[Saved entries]
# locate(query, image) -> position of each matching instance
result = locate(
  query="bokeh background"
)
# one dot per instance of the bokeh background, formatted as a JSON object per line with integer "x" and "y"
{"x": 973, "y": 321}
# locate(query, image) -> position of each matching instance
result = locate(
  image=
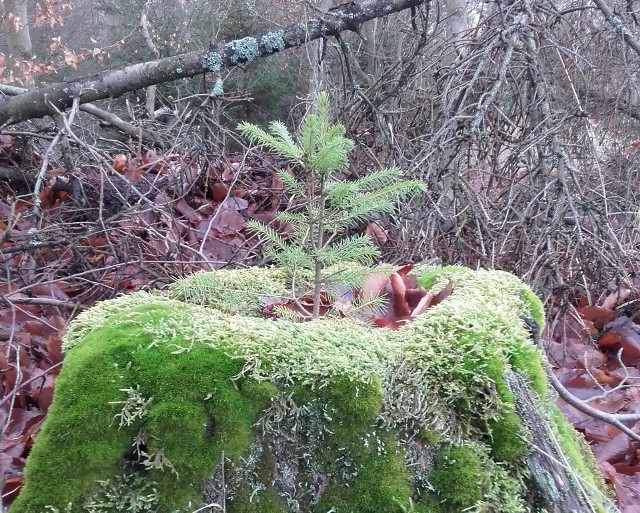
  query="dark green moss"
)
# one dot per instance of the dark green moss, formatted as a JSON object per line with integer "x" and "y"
{"x": 526, "y": 359}
{"x": 380, "y": 484}
{"x": 507, "y": 442}
{"x": 457, "y": 477}
{"x": 262, "y": 501}
{"x": 196, "y": 412}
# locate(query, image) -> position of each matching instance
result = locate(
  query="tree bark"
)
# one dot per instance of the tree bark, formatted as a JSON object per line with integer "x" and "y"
{"x": 113, "y": 83}
{"x": 19, "y": 37}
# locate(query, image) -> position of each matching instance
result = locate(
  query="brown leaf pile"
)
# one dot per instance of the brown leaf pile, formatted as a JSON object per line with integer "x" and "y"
{"x": 595, "y": 350}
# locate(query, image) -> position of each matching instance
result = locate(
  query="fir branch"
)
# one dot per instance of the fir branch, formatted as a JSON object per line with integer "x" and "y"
{"x": 328, "y": 204}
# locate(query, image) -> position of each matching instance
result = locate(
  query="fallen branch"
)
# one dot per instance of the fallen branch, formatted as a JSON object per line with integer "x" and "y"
{"x": 113, "y": 83}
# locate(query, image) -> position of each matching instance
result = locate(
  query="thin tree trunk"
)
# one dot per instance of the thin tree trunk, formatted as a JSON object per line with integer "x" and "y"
{"x": 114, "y": 83}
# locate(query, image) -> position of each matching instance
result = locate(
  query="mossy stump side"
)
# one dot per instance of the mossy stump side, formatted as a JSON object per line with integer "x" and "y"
{"x": 172, "y": 403}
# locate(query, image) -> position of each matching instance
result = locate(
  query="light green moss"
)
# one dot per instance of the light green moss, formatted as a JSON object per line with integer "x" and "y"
{"x": 457, "y": 477}
{"x": 371, "y": 418}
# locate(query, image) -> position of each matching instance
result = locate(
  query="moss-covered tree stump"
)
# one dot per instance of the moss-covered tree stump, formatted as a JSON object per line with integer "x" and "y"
{"x": 168, "y": 403}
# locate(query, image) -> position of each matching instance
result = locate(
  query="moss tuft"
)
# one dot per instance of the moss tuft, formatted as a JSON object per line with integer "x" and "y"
{"x": 507, "y": 442}
{"x": 380, "y": 483}
{"x": 329, "y": 415}
{"x": 457, "y": 477}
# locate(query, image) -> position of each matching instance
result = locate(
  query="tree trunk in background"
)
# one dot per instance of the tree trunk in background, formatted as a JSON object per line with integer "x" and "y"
{"x": 18, "y": 37}
{"x": 115, "y": 83}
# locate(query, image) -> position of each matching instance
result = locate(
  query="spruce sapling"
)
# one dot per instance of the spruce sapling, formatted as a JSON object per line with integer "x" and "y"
{"x": 324, "y": 204}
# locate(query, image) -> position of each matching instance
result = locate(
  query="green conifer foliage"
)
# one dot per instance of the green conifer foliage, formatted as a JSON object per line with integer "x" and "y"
{"x": 324, "y": 204}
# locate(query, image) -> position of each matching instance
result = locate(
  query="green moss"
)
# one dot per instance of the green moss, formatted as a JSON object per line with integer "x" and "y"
{"x": 457, "y": 477}
{"x": 507, "y": 438}
{"x": 273, "y": 41}
{"x": 341, "y": 401}
{"x": 527, "y": 359}
{"x": 195, "y": 413}
{"x": 381, "y": 481}
{"x": 260, "y": 501}
{"x": 580, "y": 457}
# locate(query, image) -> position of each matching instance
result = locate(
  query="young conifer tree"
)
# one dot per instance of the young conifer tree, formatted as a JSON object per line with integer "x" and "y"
{"x": 325, "y": 205}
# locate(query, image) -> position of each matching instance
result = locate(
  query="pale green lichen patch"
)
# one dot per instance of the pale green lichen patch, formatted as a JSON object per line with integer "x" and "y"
{"x": 273, "y": 42}
{"x": 212, "y": 61}
{"x": 328, "y": 415}
{"x": 243, "y": 50}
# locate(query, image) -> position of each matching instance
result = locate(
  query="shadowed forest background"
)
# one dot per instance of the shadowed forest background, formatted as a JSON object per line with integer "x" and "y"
{"x": 522, "y": 118}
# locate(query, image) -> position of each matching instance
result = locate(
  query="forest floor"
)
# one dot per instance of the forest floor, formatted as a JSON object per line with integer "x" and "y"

**Exercise goal**
The expected output is every line of the records in which the string "floor" appears.

**Exercise solution**
  query="forest floor"
# one dot per instance of the forest floor, formatted as a JSON object per line with integer "x" and "y"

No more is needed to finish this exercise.